_EXERCISE_:
Convert the listing below, from the line containing "point: meerkat belly" through the end of the listing, into a JSON list of strings with one string for each line, omitting any blank lines.

_DATA EXTRACT_:
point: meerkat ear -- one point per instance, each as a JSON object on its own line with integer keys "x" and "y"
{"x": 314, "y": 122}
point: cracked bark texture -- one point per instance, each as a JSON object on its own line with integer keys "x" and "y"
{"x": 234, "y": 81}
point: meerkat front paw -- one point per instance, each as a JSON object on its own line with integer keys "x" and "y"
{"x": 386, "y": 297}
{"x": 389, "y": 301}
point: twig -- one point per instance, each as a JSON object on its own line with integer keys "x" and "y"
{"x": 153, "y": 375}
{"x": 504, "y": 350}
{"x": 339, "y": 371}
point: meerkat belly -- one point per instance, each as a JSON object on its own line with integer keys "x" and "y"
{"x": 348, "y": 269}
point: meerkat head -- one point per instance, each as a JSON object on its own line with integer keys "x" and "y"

_TASK SOLUTION_:
[
  "point: meerkat belly -- one point per instance, each as a JSON object on its own line with integer keys \"x\" and \"y\"",
  "{\"x\": 348, \"y\": 269}",
  "point: meerkat head -- one point per instance, each as a JSON object on its own line with integer keys \"x\" and \"y\""
]